Exercise>
Return each line from the entries below that contains the word "monkey".

Records to use>
====
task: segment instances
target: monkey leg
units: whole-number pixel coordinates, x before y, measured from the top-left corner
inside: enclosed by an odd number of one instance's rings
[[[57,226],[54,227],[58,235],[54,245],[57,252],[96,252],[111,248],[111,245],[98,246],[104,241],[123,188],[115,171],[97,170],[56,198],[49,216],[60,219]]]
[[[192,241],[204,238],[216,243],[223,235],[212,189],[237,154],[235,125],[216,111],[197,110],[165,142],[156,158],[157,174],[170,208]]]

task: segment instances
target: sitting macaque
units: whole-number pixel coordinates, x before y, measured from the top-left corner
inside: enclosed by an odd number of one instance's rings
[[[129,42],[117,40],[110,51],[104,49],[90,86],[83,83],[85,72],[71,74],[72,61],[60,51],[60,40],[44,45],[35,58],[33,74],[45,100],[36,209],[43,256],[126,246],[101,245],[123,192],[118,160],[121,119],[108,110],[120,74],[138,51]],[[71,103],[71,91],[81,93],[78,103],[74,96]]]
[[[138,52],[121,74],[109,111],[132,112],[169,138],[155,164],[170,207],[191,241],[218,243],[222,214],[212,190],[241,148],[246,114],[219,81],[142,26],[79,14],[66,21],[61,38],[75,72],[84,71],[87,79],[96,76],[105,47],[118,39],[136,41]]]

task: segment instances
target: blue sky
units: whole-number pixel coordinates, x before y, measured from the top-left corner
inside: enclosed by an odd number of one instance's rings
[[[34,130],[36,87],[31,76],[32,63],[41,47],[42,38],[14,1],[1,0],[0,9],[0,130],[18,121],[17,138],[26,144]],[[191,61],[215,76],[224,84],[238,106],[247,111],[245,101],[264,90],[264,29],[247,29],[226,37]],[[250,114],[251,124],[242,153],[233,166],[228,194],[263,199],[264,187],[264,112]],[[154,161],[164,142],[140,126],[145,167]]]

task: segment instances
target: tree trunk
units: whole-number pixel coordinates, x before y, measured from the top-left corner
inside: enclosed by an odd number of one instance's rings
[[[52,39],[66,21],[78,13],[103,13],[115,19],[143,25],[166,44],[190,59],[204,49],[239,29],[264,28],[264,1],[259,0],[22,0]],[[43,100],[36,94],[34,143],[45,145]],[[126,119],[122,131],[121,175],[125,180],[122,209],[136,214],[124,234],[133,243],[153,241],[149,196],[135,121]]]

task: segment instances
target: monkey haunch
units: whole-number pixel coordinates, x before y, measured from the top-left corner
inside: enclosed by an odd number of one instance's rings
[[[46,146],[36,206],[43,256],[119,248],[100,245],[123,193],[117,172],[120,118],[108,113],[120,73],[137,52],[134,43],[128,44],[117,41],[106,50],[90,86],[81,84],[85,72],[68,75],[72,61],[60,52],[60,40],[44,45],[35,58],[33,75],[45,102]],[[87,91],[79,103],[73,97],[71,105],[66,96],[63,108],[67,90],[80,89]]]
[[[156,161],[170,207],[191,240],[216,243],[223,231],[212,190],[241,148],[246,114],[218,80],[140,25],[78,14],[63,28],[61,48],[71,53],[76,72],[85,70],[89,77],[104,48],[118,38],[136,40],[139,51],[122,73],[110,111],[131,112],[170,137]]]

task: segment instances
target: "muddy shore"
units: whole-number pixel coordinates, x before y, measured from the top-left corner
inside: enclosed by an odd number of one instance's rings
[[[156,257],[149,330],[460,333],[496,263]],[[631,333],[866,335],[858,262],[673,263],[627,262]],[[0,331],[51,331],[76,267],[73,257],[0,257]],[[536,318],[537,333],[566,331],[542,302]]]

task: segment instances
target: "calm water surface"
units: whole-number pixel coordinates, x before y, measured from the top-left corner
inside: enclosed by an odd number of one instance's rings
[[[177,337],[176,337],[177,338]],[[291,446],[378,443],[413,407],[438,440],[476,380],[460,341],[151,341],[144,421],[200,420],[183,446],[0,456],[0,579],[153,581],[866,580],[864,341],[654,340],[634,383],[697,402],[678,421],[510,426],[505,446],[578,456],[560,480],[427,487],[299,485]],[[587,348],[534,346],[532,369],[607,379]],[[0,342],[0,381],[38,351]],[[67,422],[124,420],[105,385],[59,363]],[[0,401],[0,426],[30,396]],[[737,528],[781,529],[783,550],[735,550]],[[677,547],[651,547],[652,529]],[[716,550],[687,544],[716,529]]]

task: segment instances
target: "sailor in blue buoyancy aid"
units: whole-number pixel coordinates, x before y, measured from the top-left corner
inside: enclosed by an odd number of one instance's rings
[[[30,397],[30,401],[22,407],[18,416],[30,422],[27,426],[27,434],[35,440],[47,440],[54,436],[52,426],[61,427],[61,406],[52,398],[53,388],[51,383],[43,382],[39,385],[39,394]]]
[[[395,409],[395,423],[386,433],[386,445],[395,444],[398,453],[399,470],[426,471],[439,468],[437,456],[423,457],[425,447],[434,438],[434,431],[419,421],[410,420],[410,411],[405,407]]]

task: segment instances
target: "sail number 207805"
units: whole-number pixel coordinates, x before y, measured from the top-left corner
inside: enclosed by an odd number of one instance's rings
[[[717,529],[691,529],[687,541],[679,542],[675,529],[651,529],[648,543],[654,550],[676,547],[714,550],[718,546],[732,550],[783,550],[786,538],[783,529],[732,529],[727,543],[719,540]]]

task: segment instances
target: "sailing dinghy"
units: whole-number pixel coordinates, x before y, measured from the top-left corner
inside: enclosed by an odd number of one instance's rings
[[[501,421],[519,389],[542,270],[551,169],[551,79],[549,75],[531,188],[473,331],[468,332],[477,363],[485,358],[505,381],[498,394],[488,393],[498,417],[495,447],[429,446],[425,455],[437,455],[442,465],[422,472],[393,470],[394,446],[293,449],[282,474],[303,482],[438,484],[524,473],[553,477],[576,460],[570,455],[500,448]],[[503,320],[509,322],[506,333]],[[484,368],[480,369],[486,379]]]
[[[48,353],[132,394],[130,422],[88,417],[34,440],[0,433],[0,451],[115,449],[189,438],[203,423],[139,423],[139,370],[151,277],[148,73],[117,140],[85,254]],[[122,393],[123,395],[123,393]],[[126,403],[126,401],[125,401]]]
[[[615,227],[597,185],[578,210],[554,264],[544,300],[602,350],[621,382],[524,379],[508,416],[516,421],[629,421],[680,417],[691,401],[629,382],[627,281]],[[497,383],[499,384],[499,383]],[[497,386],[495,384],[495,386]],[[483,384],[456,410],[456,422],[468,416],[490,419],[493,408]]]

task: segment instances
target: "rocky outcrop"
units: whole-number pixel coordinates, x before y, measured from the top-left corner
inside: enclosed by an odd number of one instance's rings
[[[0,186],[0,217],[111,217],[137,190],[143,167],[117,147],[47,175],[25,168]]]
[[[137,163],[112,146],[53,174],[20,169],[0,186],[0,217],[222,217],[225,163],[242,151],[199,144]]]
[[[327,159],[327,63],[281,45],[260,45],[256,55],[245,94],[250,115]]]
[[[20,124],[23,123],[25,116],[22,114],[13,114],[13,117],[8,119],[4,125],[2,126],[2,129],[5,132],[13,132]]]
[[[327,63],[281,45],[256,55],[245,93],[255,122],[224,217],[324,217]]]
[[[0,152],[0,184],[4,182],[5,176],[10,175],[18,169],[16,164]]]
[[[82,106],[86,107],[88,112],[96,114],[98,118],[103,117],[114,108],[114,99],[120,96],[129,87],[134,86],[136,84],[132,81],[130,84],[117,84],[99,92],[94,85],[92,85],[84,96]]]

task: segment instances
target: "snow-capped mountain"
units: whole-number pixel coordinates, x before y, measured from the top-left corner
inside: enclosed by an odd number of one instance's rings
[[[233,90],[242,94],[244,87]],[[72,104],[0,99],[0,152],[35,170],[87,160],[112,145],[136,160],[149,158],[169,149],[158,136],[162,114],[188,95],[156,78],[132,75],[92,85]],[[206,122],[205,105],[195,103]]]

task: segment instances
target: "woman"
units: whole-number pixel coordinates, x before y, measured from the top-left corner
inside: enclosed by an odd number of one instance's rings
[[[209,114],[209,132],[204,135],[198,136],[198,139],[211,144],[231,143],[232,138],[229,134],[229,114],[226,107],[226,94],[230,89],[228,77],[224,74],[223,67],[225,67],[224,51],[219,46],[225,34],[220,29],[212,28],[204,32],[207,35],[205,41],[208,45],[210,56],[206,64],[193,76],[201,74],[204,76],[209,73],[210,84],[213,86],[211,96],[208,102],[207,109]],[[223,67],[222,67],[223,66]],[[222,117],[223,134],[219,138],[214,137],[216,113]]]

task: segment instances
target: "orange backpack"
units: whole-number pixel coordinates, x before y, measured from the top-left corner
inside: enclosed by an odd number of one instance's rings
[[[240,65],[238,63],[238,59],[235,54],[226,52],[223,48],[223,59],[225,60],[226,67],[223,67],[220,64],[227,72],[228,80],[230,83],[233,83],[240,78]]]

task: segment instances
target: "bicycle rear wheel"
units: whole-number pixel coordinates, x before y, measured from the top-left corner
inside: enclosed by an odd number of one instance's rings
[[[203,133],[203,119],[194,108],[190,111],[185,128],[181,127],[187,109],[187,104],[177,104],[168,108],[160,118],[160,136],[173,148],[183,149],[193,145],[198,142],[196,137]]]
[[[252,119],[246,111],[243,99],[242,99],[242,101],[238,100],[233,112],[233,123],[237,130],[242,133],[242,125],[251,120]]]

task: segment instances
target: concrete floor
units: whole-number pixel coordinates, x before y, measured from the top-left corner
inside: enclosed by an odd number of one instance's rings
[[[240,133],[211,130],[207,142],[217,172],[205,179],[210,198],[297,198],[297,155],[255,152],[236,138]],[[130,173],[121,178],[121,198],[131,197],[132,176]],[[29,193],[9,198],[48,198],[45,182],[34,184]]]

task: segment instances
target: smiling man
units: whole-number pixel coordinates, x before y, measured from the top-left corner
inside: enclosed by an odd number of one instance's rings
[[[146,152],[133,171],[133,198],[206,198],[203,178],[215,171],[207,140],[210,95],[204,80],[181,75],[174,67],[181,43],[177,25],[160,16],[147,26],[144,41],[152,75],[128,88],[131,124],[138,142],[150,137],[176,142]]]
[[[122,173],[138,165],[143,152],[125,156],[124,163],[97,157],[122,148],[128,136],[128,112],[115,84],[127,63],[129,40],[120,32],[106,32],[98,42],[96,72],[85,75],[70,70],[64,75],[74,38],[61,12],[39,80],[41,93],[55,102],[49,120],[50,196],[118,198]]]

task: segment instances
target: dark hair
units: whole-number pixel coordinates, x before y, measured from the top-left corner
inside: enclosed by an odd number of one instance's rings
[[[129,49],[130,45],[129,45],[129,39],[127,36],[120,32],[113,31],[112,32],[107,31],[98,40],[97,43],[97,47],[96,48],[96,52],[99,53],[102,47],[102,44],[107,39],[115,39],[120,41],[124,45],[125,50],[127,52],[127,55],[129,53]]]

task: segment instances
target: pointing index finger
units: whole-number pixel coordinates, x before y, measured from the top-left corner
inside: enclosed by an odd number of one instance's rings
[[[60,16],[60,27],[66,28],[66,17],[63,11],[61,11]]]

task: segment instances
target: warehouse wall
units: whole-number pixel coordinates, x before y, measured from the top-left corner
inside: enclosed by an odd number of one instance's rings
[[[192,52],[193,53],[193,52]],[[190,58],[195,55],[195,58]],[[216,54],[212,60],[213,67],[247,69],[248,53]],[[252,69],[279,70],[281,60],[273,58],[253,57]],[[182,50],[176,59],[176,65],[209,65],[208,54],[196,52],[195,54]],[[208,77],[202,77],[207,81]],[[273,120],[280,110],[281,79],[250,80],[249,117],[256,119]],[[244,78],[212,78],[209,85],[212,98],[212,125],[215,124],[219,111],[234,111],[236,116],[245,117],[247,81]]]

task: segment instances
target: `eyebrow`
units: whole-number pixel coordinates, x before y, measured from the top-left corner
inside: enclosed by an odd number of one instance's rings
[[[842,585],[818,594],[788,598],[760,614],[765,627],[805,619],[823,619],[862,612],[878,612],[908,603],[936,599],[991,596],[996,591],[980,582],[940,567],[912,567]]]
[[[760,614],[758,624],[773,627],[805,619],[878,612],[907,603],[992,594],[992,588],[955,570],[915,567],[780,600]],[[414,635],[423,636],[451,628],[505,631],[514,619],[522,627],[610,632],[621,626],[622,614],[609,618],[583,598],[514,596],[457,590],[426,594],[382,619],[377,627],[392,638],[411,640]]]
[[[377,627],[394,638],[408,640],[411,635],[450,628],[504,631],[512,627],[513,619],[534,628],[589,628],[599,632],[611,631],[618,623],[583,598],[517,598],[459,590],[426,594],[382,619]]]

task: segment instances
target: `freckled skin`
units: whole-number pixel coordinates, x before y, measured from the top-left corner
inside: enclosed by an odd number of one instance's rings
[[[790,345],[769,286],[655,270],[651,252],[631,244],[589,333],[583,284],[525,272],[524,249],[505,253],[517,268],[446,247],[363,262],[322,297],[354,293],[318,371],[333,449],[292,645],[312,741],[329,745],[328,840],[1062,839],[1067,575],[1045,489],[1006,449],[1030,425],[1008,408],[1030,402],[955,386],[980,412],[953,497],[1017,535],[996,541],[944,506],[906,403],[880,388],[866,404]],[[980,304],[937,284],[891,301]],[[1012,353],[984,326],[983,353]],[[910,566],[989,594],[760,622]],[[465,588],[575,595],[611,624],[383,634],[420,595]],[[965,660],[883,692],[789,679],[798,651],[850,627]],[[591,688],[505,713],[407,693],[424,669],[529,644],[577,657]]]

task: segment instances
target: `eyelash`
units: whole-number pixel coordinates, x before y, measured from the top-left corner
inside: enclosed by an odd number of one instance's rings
====
Finished answer>
target: monkey leg
target: monkey haunch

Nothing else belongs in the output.